(Treść zadania):
Dopisz dalszy ciąg zamieszczonych niżej komentarzy o kandydacie do rady miasta w Ostrowcu, zaczynając tuż po ich ostatnim zdaniu.

Żeby być dobrym radnym miejskim nie trzeba być absolwentem UJ. Miał problemy z nauką w szkole, czyli intelektualne może nie jest zbyt mocny, ale to nie przeszkadza, żeby dostrzegać i wniskować o rozwiązwiązywanie problemów życia codziennego mieszkańców Ostrowca np. bezpańskich psów, dziur w jezdni itp.
W 2018 roku tak samo pisaliście a zagłosowało blisko tysiąc osób do rady miasta wiec znowu się rozczarujecie i znowu będzie w radzie miasta bo jest szanowanym człowiek wśród społeczeństwa . Tysiąc głosów to nie przypadek a przypadkiem jesteście Wy
PANIE ARONIE, PAN SIĘ NIE BOI. CAŁY OSTROWIEC ZA PANEM STOI. WYBORY MA PAN JUŻ DZIŚ WYGRANE. POZDRAWIAMY.
Panie Waldku, pan się nie boi, cały naród za panem stoi:)))
Gość 13:26 wtedy była inna sytuacja. Wszyscy radni z ekipy od złotego chłopca nie spełnili podstawowego obowiązku ktorybpolega na nadzorowaniu pracy prezydenta !!! Oni tego nie spełnili i tylko "klepali" co złoty chłopiec podsuwal za ciepłe posadki. Proszę sobie sprawdzić gdzie radni pracują. Przecież to jest jedną wielką pajeczyna. Ten Pan z plakatów nic sobą nie reprezentuje ale takie osoby są idealne bo one nie mają myśleć, a za to coś zawsze skapnie z góry.

(Dane wejściowe):
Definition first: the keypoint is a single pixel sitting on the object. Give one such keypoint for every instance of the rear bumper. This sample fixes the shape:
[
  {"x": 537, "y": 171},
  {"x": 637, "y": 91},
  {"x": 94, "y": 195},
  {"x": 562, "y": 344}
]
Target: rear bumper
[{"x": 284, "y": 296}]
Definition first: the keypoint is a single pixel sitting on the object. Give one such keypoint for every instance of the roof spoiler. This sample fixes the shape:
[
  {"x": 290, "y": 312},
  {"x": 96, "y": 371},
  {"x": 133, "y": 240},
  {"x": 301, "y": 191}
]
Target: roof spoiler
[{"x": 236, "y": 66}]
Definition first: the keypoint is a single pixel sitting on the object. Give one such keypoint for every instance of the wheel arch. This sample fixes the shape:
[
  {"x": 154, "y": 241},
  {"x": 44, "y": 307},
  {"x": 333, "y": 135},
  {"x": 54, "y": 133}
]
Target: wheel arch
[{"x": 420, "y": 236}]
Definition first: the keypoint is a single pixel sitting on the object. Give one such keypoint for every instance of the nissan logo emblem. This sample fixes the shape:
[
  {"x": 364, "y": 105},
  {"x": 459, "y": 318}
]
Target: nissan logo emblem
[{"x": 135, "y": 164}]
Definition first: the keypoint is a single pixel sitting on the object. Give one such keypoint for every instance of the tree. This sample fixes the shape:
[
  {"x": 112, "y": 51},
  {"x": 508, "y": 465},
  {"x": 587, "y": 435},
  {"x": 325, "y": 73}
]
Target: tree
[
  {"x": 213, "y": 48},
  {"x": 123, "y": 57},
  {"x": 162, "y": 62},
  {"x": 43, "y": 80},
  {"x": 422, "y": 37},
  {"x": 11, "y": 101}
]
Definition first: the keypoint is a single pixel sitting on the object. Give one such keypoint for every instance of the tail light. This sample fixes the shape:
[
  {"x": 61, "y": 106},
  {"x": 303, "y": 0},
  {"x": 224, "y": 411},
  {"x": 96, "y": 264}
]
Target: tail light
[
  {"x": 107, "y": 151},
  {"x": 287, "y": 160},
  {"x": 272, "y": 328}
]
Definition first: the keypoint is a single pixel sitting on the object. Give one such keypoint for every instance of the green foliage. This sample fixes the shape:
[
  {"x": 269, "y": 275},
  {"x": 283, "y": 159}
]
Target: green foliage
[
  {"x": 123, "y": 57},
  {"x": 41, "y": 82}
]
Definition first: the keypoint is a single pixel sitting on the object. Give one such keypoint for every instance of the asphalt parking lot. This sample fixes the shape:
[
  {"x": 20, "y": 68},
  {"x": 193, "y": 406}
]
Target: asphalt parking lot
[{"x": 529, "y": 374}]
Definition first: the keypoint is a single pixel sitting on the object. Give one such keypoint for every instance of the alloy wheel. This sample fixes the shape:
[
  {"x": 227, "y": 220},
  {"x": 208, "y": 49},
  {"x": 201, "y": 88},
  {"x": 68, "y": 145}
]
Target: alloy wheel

(Odpowiedź):
15:55. Tu bym się z tobą nie zgodził. Ja osobiście nie znam p. Pietruszki, ale bardzo dużo dobrego słyszałem o Nim od ludzi na mieście, to chyba wszyscy nie są ustawieni? Poza tym nieelegancko jest tak publicznie znieważać innych i oceniać stosując kryteria własne. Skąd wiesz, jak ciebie oceniają, choć pewnie sam o sobie masz jak najwyższe mniemanie. Każdy sądzi innych według siebie. Bardzo brzydko, bardzo.
Ja jako wyborca, mieszkaniec Ostrowca naprawdę nie widzę godnych kandydatów. Widzę, że ostro szykuje się na wybory Pan Przemysław ale to jest jeszcze większy chłopek roztropek niż Pan Aron !
Gość z 15.55 bardzo trafna diagnoza i opis
Wtedy była inna sytuacja 13:26. Hello...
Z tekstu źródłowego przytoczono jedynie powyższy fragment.